= AIM =
Return all of the entries exactly, with nothing added or left out.

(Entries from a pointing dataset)
"""
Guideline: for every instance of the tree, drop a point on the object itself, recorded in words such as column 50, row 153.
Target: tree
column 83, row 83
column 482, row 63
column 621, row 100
"""
= RIGHT ANSWER =
Guideline: for every instance of the tree, drop a point on the object itself, recorded in words such as column 50, row 153.
Target: tree
column 83, row 83
column 482, row 63
column 621, row 100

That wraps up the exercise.